### Exercise
In the text on the crinoline, what materials made up the stiff fabric originally called crinoline?

### Document extract
* * * * * * *

A crinoline (/ˈkrɪnəlɪn/ KRIN-əl-in) is a stiff or structured petticoat designed to hold out a skirt, popular at various times since the mid-19th century. Originally, crinoline described a stiff fabric made of horsehair ("crin") and cotton or linen which was used to make underskirts and as a dress lining. The term crin or crinoline continues to be applied to a nylon stiffening tape used for interfacing and lining hemlines in the 21st century.

By the 1850s the term crinoline was more usually applied to the fashionable silhouette provided by horsehair petticoats, and to the hoop skirts that replaced them in the mid-1850s. In form and function these hoop skirts were similar to the 16th- and 17th-century farthingale and to 18th-century panniers, in that they too enabled skirts to spread even wider and more fully.

* * * * * * *

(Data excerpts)

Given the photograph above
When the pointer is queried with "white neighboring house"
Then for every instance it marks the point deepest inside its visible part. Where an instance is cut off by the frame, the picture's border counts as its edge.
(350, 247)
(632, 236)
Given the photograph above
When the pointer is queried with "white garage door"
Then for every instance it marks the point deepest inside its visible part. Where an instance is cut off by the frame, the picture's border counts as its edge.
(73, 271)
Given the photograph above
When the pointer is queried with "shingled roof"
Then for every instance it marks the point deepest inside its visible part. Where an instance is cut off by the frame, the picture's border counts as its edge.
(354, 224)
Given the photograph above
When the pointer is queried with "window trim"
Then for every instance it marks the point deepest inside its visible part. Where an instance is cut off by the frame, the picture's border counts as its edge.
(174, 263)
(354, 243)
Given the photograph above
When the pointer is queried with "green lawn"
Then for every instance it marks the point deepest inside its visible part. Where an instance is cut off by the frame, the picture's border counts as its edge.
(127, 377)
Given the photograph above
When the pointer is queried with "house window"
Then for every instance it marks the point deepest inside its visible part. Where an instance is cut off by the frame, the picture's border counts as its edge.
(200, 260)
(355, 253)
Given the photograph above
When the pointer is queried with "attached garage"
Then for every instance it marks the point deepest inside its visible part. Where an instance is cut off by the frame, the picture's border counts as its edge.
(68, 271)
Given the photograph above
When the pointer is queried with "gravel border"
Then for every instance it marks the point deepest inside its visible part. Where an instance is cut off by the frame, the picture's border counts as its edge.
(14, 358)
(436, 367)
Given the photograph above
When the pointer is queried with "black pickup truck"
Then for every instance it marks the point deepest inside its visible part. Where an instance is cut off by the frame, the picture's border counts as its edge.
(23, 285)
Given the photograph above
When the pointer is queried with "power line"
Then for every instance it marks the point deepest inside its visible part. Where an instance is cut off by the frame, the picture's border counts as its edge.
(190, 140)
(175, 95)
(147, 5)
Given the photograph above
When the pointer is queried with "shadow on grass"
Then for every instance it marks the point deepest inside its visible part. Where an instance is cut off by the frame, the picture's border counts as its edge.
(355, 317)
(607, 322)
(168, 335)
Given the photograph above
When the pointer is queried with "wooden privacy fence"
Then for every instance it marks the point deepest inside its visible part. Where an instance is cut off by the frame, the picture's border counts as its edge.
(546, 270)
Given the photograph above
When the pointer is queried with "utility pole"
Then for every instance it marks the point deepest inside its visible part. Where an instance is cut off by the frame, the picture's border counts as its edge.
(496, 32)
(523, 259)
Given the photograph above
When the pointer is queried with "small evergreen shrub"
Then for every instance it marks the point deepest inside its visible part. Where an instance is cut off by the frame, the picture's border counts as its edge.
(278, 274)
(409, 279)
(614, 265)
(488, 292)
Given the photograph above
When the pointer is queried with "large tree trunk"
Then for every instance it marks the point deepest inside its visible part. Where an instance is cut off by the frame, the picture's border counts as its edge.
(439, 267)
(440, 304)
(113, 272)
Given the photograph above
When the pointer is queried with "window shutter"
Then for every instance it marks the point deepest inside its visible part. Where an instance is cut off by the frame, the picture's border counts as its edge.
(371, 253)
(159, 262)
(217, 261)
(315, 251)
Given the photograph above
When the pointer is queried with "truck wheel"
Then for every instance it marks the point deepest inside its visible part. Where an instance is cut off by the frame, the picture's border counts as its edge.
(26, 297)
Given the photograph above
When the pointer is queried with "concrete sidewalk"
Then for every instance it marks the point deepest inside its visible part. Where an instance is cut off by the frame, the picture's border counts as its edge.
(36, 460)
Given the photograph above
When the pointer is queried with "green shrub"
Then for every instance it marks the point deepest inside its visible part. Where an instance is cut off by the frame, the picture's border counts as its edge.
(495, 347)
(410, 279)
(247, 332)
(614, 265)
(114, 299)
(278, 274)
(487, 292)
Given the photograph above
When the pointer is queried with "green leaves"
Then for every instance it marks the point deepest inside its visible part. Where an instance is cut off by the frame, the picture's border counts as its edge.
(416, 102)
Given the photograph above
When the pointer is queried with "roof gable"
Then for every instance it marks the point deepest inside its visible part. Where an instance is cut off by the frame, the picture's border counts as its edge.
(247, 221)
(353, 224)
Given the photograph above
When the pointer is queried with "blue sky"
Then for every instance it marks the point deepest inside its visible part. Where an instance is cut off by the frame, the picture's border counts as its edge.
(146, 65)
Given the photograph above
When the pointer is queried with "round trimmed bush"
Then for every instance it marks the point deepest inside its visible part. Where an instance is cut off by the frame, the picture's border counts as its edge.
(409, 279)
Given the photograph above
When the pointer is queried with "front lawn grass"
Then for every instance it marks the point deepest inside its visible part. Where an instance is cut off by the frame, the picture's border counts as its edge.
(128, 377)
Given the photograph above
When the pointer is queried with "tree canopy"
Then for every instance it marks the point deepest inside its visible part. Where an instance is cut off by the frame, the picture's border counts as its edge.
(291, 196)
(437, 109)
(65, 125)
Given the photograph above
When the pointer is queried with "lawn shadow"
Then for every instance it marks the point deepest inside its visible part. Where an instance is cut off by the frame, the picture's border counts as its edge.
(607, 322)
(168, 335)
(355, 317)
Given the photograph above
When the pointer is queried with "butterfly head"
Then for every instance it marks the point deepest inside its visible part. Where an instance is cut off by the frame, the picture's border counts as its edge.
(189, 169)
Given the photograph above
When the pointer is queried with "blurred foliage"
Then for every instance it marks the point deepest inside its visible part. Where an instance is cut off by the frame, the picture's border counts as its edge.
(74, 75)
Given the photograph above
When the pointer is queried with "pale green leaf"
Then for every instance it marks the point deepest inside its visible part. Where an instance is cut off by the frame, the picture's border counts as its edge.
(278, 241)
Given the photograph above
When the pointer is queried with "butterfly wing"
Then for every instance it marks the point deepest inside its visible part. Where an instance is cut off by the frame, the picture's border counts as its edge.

* * * * * * *

### Output for this exercise
Horsehair and cotton or linen.